◆ INSTRUCTIONS TO FOLLOW
Extract every line of the entries below that contains the word "concrete", matching case exactly.

Entries from an annotation dataset
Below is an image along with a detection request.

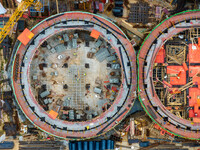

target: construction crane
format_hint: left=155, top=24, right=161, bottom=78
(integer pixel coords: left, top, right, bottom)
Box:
left=0, top=0, right=42, bottom=44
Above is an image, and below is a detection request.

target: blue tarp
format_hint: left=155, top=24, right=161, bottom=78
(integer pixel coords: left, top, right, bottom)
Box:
left=69, top=140, right=114, bottom=150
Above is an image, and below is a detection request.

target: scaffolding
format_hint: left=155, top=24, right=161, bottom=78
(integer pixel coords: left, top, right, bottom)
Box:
left=67, top=65, right=86, bottom=110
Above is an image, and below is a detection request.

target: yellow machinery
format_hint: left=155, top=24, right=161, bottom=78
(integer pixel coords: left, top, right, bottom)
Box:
left=0, top=0, right=42, bottom=43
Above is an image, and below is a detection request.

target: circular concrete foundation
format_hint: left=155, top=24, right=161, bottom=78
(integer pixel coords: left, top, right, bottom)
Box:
left=12, top=12, right=136, bottom=139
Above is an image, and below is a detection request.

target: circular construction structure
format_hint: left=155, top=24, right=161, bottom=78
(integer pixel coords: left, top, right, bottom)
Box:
left=11, top=12, right=137, bottom=139
left=137, top=11, right=200, bottom=139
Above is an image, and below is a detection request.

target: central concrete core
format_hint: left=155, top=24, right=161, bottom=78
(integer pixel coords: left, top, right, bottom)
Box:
left=30, top=30, right=121, bottom=121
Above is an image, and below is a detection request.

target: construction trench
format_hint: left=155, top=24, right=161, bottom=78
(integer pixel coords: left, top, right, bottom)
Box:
left=12, top=12, right=137, bottom=139
left=11, top=11, right=200, bottom=142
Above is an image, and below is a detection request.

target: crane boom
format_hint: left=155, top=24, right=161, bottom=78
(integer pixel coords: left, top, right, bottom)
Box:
left=0, top=0, right=34, bottom=44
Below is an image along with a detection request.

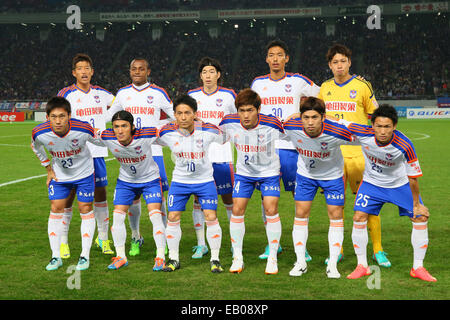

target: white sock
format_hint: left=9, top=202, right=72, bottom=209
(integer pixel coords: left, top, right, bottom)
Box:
left=80, top=211, right=95, bottom=259
left=352, top=221, right=369, bottom=268
left=128, top=199, right=141, bottom=240
left=224, top=204, right=233, bottom=222
left=111, top=209, right=127, bottom=258
left=47, top=212, right=63, bottom=258
left=292, top=218, right=309, bottom=264
left=230, top=215, right=245, bottom=259
left=61, top=207, right=72, bottom=244
left=328, top=219, right=344, bottom=266
left=266, top=213, right=281, bottom=259
left=166, top=220, right=182, bottom=261
left=148, top=210, right=166, bottom=259
left=192, top=201, right=205, bottom=246
left=411, top=222, right=428, bottom=270
left=94, top=201, right=109, bottom=240
left=206, top=218, right=222, bottom=261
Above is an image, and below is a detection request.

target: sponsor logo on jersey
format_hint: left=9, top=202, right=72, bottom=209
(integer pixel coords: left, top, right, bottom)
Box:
left=261, top=97, right=294, bottom=105
left=325, top=101, right=356, bottom=112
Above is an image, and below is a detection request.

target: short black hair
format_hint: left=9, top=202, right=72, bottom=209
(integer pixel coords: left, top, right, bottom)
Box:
left=45, top=96, right=72, bottom=116
left=173, top=94, right=197, bottom=112
left=370, top=103, right=398, bottom=126
left=266, top=39, right=289, bottom=56
left=300, top=97, right=327, bottom=115
left=111, top=110, right=136, bottom=135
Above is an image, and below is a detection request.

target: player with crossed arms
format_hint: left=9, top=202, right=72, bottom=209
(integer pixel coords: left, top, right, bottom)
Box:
left=219, top=89, right=283, bottom=274
left=91, top=110, right=166, bottom=271
left=31, top=97, right=99, bottom=270
left=284, top=97, right=352, bottom=278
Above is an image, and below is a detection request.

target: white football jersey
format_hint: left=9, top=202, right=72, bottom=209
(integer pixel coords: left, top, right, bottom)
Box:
left=157, top=122, right=224, bottom=184
left=220, top=113, right=284, bottom=177
left=31, top=118, right=95, bottom=182
left=284, top=118, right=352, bottom=180
left=98, top=128, right=160, bottom=183
left=58, top=84, right=114, bottom=158
left=251, top=72, right=320, bottom=149
left=111, top=82, right=175, bottom=156
left=339, top=120, right=422, bottom=188
left=188, top=87, right=236, bottom=163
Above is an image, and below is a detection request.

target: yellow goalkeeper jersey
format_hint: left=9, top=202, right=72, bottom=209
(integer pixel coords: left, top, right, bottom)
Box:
left=318, top=76, right=378, bottom=157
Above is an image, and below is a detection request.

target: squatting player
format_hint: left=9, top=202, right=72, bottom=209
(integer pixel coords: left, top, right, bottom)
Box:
left=31, top=97, right=95, bottom=270
left=111, top=58, right=174, bottom=256
left=284, top=97, right=352, bottom=278
left=188, top=57, right=236, bottom=258
left=220, top=89, right=284, bottom=274
left=340, top=105, right=436, bottom=282
left=58, top=53, right=114, bottom=259
left=318, top=44, right=391, bottom=267
left=157, top=94, right=224, bottom=273
left=91, top=110, right=166, bottom=271
left=251, top=40, right=320, bottom=261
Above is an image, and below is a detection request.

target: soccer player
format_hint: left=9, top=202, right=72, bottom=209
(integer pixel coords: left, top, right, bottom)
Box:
left=340, top=105, right=436, bottom=282
left=251, top=40, right=320, bottom=261
left=31, top=97, right=95, bottom=270
left=220, top=89, right=284, bottom=274
left=110, top=58, right=174, bottom=256
left=157, top=94, right=224, bottom=273
left=318, top=44, right=391, bottom=267
left=91, top=110, right=166, bottom=271
left=284, top=97, right=352, bottom=278
left=188, top=57, right=236, bottom=259
left=58, top=53, right=114, bottom=259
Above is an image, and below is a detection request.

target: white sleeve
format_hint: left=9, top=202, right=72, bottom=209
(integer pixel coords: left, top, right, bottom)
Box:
left=31, top=138, right=50, bottom=167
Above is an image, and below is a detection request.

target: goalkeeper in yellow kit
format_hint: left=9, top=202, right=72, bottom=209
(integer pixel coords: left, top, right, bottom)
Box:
left=318, top=44, right=391, bottom=267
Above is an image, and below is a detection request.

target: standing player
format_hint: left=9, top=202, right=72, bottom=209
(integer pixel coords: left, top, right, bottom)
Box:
left=251, top=40, right=320, bottom=261
left=340, top=105, right=436, bottom=282
left=91, top=110, right=166, bottom=271
left=158, top=94, right=224, bottom=273
left=58, top=53, right=114, bottom=259
left=220, top=89, right=283, bottom=274
left=188, top=57, right=236, bottom=259
left=31, top=97, right=95, bottom=270
left=318, top=44, right=391, bottom=267
left=111, top=58, right=174, bottom=256
left=284, top=97, right=352, bottom=278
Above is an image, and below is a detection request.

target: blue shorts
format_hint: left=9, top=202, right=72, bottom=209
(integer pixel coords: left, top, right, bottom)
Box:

◆ SOLUTION TO THIS EXERCISE
target: circular concrete foundation
target: central concrete core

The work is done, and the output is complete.